*WRITTEN PROBLEM*:
Find every line in the entries below that contains the string "palm", and copy each of those lines.

START RECORDS FOR THIS TASK

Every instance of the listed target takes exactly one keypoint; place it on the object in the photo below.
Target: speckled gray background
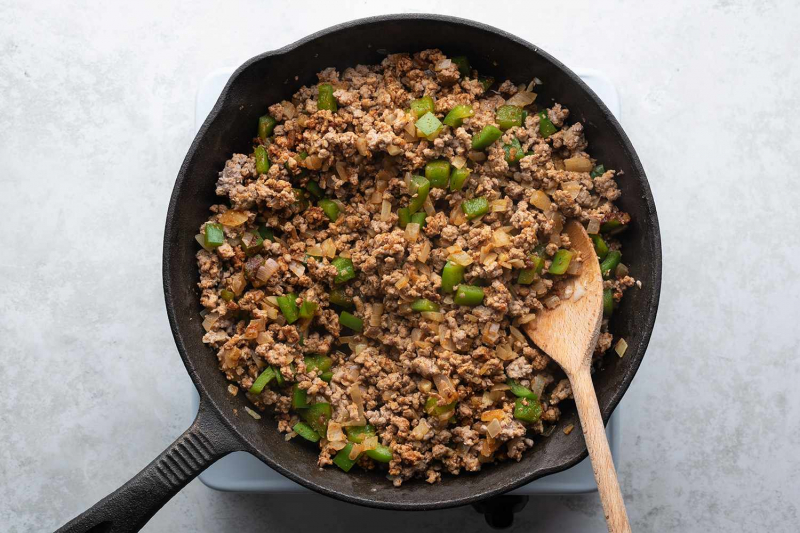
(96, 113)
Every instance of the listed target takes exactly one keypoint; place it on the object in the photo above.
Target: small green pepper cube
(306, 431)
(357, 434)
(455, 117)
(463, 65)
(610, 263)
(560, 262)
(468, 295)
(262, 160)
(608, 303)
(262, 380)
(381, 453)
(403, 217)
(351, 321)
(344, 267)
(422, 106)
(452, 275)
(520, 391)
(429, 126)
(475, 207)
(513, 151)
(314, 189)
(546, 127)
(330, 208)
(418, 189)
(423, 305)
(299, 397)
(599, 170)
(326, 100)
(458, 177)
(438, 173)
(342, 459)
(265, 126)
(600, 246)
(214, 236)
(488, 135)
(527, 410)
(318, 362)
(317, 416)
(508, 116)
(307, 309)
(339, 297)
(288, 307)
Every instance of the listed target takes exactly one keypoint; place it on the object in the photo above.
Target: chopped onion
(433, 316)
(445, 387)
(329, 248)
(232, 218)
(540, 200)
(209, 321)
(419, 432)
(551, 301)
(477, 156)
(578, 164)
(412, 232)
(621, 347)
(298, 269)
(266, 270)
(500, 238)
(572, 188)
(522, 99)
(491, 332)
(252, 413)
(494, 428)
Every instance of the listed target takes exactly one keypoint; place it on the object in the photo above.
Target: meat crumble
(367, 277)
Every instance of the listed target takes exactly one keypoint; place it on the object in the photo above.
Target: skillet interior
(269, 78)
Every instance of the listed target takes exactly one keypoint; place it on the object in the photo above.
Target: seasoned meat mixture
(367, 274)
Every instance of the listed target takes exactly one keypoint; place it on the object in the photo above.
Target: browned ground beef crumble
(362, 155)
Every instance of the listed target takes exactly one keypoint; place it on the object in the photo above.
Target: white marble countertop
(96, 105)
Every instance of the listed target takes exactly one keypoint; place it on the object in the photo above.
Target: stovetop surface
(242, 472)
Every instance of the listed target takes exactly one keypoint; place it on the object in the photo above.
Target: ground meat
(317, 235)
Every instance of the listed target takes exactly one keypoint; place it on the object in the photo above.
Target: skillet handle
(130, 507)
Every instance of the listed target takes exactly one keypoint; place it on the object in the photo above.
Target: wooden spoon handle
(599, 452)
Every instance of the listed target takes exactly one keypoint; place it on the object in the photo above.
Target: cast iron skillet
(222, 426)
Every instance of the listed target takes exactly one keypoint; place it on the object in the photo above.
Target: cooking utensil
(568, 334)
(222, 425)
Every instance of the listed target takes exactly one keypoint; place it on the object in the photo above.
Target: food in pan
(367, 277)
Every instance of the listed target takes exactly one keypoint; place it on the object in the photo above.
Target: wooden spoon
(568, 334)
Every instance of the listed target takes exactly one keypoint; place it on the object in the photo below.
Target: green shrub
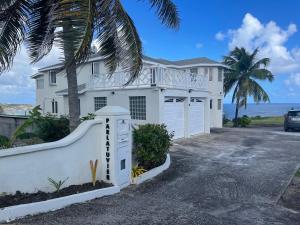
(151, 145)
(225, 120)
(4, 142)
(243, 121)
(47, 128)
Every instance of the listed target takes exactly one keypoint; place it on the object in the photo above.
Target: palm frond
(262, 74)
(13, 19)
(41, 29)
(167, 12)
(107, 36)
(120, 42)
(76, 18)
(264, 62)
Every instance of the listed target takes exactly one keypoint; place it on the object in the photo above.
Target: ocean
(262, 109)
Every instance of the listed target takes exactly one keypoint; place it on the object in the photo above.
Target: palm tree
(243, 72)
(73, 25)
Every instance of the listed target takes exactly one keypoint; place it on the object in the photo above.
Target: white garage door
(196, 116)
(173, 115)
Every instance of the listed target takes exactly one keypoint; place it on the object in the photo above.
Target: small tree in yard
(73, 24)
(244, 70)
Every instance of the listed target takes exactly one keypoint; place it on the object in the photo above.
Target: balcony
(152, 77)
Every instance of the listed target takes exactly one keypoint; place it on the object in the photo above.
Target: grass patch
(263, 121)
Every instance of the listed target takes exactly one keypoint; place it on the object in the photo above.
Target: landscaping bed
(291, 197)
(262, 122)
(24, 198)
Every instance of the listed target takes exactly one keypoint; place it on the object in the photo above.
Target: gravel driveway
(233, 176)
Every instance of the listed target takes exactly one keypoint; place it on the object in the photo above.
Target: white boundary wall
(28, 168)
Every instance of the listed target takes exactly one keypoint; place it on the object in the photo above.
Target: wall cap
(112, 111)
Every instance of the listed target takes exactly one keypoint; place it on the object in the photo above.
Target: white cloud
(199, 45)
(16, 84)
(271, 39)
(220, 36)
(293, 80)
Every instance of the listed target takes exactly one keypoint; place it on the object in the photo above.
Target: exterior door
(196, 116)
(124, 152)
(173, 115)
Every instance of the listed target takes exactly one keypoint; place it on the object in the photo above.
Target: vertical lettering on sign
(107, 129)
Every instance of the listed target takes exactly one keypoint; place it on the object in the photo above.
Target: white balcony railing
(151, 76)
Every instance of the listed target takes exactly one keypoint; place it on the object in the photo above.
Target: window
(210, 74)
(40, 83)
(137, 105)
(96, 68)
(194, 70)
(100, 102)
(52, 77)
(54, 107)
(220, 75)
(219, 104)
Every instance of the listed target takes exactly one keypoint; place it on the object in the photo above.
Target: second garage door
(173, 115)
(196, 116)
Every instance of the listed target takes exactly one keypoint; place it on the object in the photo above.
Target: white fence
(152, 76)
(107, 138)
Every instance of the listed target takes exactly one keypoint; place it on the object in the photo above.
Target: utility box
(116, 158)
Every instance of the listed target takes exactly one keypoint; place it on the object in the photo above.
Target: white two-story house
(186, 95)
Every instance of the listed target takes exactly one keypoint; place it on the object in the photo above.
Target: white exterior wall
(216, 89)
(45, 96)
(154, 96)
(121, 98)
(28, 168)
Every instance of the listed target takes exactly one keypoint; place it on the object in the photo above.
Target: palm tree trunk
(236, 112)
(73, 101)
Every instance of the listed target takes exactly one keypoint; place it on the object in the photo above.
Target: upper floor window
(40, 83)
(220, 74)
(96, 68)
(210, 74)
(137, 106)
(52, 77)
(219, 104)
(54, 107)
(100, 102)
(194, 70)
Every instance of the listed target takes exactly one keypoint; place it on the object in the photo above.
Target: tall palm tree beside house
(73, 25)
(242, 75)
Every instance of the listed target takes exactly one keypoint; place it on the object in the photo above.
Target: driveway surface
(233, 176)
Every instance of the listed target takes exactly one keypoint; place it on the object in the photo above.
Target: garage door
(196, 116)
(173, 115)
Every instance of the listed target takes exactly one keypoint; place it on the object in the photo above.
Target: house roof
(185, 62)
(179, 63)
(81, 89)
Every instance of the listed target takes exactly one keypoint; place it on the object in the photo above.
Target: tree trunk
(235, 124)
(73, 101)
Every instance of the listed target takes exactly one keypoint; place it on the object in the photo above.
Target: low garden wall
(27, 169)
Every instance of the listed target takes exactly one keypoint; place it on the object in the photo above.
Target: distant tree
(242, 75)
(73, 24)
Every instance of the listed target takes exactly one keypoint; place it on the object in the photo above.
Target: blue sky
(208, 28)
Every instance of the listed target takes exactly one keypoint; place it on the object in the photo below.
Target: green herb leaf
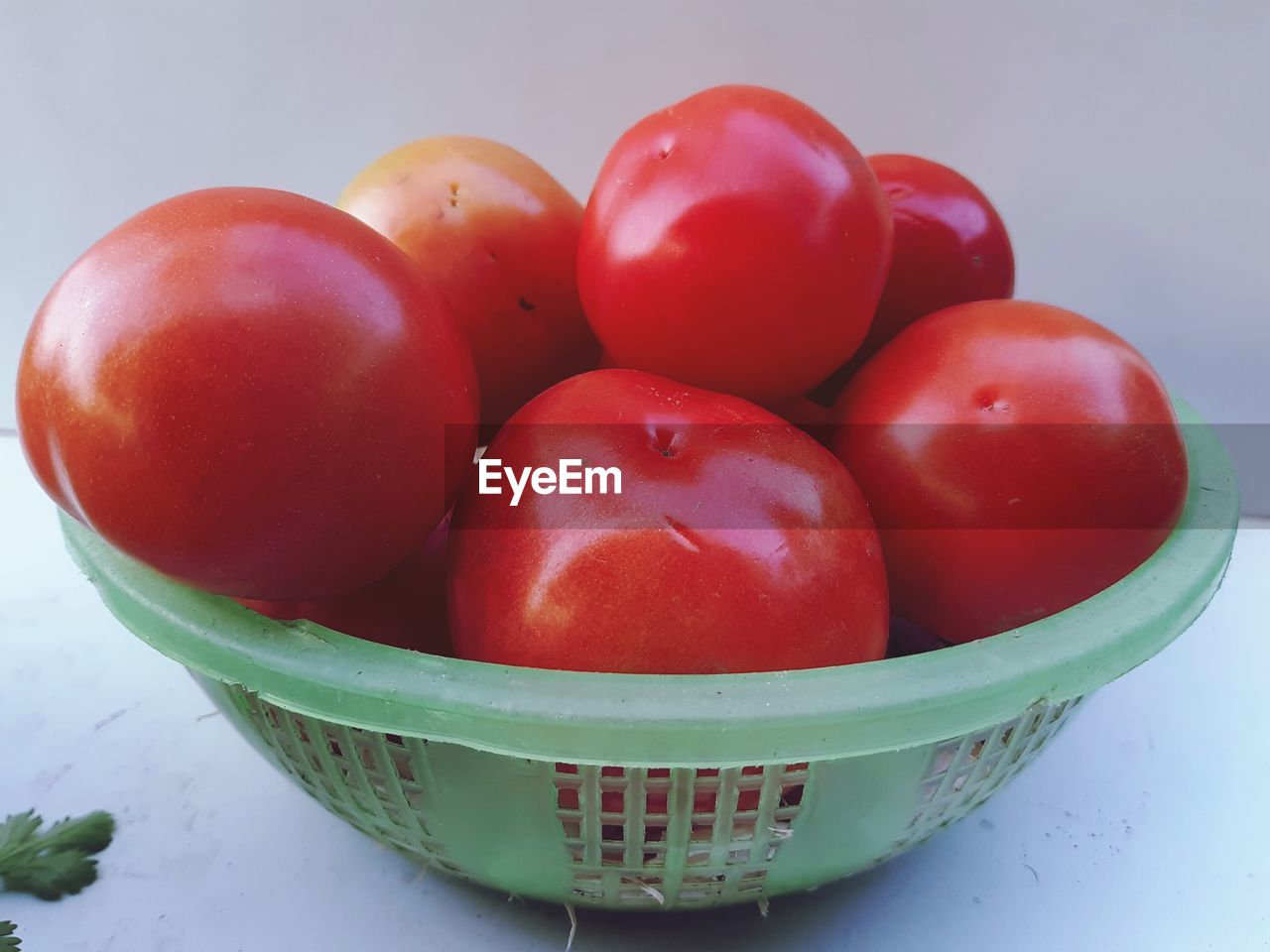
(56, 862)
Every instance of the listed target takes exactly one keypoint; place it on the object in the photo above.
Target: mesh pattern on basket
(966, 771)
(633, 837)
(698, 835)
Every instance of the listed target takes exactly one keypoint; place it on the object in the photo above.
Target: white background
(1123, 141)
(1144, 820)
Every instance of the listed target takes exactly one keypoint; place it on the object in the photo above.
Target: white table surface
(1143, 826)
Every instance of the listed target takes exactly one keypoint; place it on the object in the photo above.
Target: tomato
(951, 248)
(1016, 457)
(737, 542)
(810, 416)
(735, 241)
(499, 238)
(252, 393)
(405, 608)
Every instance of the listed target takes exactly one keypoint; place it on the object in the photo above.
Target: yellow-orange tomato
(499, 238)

END RECORDS FOR THIS TASK

*COMPLETE OUTPUT*:
Target: palm frond
Target: palm tree
Target: palm tree trunk
Target: tall palm tree beside house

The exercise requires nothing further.